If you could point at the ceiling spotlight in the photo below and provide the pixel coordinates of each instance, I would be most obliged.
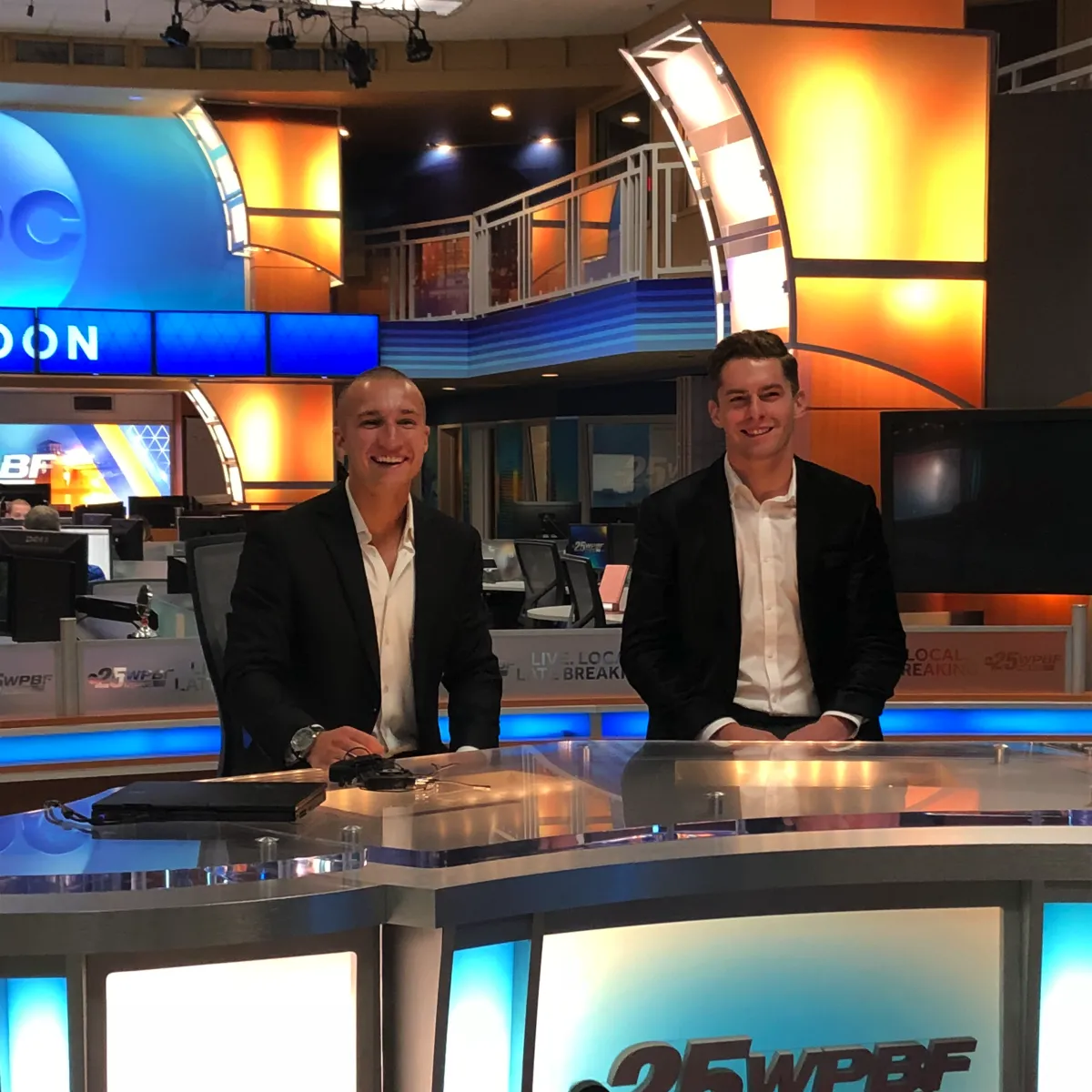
(419, 48)
(282, 34)
(176, 35)
(359, 64)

**Exercise:** What is needed is an exact copy of the data, without any pictures.

**Response below:**
If you could point at the ceiling spotlight in the photo below and provide the pixel coordinates of each instance, I would be most obliged.
(419, 48)
(282, 34)
(176, 35)
(359, 64)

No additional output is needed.